- **Work item**: Could you retype every record below exactly as it appears?

*** The input ***

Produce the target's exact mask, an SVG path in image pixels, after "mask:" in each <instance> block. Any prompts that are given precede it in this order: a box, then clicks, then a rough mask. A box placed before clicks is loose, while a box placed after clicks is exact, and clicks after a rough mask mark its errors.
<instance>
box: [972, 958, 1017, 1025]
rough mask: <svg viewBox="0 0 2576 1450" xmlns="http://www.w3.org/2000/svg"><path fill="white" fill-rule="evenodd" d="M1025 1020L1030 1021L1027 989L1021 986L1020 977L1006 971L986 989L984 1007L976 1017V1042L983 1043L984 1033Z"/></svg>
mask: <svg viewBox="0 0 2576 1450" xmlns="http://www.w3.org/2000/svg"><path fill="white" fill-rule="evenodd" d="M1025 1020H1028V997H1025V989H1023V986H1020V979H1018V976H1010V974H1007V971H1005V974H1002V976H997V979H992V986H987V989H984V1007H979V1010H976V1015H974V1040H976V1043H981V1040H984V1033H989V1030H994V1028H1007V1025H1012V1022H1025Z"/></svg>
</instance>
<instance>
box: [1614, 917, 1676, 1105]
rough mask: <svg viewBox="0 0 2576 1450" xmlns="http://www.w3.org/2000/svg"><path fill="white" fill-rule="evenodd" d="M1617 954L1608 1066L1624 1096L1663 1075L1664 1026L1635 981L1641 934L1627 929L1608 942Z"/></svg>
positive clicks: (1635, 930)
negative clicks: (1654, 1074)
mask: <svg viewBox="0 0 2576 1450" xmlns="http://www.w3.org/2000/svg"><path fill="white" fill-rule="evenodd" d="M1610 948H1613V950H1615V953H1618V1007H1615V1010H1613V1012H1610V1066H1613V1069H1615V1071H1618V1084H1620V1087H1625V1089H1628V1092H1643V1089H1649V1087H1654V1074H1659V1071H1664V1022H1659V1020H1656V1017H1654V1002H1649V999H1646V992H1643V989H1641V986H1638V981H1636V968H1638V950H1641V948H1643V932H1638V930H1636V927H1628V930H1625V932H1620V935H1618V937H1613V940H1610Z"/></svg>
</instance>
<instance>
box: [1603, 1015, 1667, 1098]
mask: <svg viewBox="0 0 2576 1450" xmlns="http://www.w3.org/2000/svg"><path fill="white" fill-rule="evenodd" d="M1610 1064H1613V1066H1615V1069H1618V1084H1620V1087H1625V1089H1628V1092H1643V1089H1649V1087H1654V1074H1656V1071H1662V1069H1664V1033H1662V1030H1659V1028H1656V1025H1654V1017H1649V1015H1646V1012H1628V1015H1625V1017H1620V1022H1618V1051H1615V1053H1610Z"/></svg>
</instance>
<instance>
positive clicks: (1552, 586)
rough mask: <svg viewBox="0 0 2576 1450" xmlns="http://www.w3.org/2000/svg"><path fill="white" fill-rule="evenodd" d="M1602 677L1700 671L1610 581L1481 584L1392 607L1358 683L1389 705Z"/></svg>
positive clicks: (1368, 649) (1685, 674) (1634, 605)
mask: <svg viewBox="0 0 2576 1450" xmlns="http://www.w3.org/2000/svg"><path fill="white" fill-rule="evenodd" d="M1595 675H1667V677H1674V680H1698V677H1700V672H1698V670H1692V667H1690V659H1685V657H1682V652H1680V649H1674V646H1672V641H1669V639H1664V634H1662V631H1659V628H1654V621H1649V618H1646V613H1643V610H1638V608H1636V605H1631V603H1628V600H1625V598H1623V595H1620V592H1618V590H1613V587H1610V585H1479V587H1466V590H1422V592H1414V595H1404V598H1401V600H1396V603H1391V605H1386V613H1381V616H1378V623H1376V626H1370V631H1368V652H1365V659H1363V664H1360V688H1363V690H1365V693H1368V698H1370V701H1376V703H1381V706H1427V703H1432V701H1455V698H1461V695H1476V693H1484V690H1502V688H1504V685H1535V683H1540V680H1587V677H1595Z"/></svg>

*** End of The input ***

- **Response to the exercise**:
Produce the target's exact mask, an SVG path in image pixels, after "mask:" in each <instance> block. Any prompts that are given precede it in this order: a box, then clicks, then a rough mask. A box placed before clicks is loose, while a box placed after clicks is exact, and clicks after a rough mask mark its errors.
<instance>
box: [972, 958, 1017, 1025]
rough mask: <svg viewBox="0 0 2576 1450" xmlns="http://www.w3.org/2000/svg"><path fill="white" fill-rule="evenodd" d="M1025 1020L1030 1021L1027 989L1021 986L1020 977L1006 971L986 989L984 1007L976 1017V1042L983 1043L984 1033Z"/></svg>
mask: <svg viewBox="0 0 2576 1450" xmlns="http://www.w3.org/2000/svg"><path fill="white" fill-rule="evenodd" d="M1025 1020H1028V997H1025V989H1023V986H1020V979H1018V976H1010V974H1007V971H1005V974H1002V976H997V979H992V986H987V989H984V1007H979V1010H976V1015H974V1040H976V1043H981V1040H984V1033H989V1030H994V1028H1007V1025H1012V1022H1025Z"/></svg>
</instance>
<instance>
box: [1614, 917, 1676, 1105]
rough mask: <svg viewBox="0 0 2576 1450" xmlns="http://www.w3.org/2000/svg"><path fill="white" fill-rule="evenodd" d="M1617 954L1608 1066L1624 1096L1663 1075L1664 1026L1635 981L1641 934L1627 929L1608 942Z"/></svg>
positive clicks: (1635, 930)
negative clicks: (1654, 1074)
mask: <svg viewBox="0 0 2576 1450" xmlns="http://www.w3.org/2000/svg"><path fill="white" fill-rule="evenodd" d="M1610 948H1613V950H1615V953H1618V1007H1615V1010H1613V1012H1610V1066H1613V1069H1615V1071H1618V1084H1620V1087H1625V1089H1628V1092H1643V1089H1649V1087H1654V1074H1659V1071H1664V1022H1659V1020H1656V1017H1654V1002H1649V999H1646V992H1643V989H1641V986H1638V981H1636V968H1638V950H1641V948H1643V932H1638V930H1636V927H1628V930H1625V932H1620V935H1618V937H1613V940H1610Z"/></svg>
</instance>
<instance>
box: [1603, 1015, 1667, 1098]
mask: <svg viewBox="0 0 2576 1450" xmlns="http://www.w3.org/2000/svg"><path fill="white" fill-rule="evenodd" d="M1610 1064H1613V1066H1615V1069H1618V1084H1620V1087H1625V1089H1628V1092H1643V1089H1649V1087H1654V1074H1656V1071H1662V1069H1664V1033H1662V1030H1659V1028H1656V1025H1654V1017H1649V1015H1646V1012H1628V1015H1625V1017H1620V1022H1618V1051H1615V1053H1610Z"/></svg>
</instance>
<instance>
positive clicks: (1552, 586)
rough mask: <svg viewBox="0 0 2576 1450" xmlns="http://www.w3.org/2000/svg"><path fill="white" fill-rule="evenodd" d="M1602 677L1700 671L1610 581L1481 584L1392 607L1358 683L1389 705Z"/></svg>
positive clicks: (1368, 649) (1685, 674) (1634, 605)
mask: <svg viewBox="0 0 2576 1450" xmlns="http://www.w3.org/2000/svg"><path fill="white" fill-rule="evenodd" d="M1595 675H1667V677H1674V680H1698V677H1700V672H1698V670H1692V667H1690V659H1685V657H1682V652H1680V649H1674V646H1672V641H1669V639H1664V634H1662V631H1659V628H1654V621H1649V618H1646V613H1643V610H1638V608H1636V605H1631V603H1628V600H1625V598H1623V595H1620V592H1618V590H1613V587H1610V585H1479V587H1466V590H1422V592H1414V595H1404V598H1401V600H1396V603H1391V605H1386V613H1381V616H1378V623H1376V626H1370V631H1368V652H1365V659H1363V664H1360V688H1363V690H1365V693H1368V698H1370V701H1376V703H1381V706H1427V703H1432V701H1455V698H1461V695H1476V693H1484V690H1502V688H1504V685H1535V683H1540V680H1587V677H1595Z"/></svg>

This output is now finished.